### SHORT EXERCISE
Rescale the records beginning at the line that contains "On this screenshot, the shadow" and continuing through the end of the records, both ends included. Reproduce every line, requests included, but multiply each box coordinate by 2.3 and round to the nearest whole number, with halves rounded up.

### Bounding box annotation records
──────────

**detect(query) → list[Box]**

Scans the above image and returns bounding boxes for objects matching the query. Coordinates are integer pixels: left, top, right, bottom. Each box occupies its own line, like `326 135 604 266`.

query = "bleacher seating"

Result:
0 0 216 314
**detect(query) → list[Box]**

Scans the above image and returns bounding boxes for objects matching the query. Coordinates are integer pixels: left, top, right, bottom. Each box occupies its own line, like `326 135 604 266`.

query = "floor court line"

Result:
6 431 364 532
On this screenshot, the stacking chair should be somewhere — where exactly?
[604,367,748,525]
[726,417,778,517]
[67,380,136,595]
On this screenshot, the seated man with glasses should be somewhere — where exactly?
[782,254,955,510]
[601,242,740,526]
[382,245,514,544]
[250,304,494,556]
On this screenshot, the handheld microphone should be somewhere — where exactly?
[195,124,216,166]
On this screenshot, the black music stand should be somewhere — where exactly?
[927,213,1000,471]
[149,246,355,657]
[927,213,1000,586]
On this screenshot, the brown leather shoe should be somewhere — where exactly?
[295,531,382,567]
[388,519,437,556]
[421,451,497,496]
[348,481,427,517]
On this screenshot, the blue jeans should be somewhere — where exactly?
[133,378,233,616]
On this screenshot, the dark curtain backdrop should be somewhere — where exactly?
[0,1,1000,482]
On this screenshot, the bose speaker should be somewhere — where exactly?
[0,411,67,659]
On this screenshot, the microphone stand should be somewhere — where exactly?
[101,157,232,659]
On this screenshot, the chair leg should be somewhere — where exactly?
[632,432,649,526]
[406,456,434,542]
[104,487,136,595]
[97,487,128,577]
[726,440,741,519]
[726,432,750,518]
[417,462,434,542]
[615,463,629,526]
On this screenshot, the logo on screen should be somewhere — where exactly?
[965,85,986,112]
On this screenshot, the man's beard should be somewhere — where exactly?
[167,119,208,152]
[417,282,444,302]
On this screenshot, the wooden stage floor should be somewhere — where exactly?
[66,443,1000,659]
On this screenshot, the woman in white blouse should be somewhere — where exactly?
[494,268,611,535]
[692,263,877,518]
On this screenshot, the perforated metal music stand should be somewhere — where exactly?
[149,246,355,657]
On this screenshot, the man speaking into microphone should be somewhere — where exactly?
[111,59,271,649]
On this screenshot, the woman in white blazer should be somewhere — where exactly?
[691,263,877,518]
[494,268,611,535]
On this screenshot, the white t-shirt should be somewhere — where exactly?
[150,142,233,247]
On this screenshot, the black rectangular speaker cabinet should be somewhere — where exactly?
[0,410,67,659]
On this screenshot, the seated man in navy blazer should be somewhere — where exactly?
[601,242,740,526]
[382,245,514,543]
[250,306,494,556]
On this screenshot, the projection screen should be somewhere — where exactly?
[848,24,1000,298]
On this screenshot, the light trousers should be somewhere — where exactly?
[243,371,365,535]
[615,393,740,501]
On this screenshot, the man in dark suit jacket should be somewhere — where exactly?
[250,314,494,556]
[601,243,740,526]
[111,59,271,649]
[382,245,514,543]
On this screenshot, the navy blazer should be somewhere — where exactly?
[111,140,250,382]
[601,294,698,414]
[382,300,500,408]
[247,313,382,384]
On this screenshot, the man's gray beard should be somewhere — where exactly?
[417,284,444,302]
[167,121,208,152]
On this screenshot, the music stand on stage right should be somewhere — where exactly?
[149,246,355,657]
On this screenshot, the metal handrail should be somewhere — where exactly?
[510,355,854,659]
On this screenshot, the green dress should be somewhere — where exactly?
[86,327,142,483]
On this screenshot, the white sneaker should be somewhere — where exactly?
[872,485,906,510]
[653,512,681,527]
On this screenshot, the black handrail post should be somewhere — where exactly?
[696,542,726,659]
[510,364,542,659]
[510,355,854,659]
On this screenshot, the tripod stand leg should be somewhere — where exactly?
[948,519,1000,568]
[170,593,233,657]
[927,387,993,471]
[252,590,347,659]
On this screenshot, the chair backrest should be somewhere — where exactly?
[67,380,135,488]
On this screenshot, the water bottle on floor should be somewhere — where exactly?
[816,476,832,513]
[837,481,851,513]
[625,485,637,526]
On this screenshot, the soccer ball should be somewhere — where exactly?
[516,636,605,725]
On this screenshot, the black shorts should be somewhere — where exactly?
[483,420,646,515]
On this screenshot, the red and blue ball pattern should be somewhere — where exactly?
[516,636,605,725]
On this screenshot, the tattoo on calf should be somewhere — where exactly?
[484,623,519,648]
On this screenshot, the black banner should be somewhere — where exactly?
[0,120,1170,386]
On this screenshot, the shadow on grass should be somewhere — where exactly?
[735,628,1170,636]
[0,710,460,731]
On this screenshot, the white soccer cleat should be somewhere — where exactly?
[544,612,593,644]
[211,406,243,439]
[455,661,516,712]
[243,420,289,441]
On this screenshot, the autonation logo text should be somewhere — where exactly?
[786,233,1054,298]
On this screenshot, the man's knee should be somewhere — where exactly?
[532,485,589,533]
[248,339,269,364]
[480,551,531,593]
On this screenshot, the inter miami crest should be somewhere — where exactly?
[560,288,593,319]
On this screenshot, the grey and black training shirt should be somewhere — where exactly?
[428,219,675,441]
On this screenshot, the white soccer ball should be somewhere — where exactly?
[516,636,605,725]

──────────

### SOLUTION TO THIS PROBLEM
On this screenshot, the shadow on grass should be somewhere — where exactly?
[1691,1444,2691,1463]
[0,1633,1058,1681]
On this screenshot, the white soccer cleat should be somewhere — where exactly?
[1251,1408,1364,1481]
[485,934,559,1010]
[1047,1520,1187,1638]
[559,966,665,1014]
On this screenshot, the autonation logo text should be somewhere — where exactly?
[1808,536,2424,685]
On this screenshot, the man's knee should be somewhere — where exactly?
[1224,1116,1355,1226]
[570,780,619,837]
[1104,1267,1221,1364]
On this screenshot, the inter miami crest should be somewhere — where exactly?
[1288,662,1364,734]
On this screenshot, the grey and black training shirt should be somewhere — where exactly?
[984,504,1553,1014]
On this screenshot, the white soccer ball should be somewhere — where exactly?
[1187,1463,1392,1668]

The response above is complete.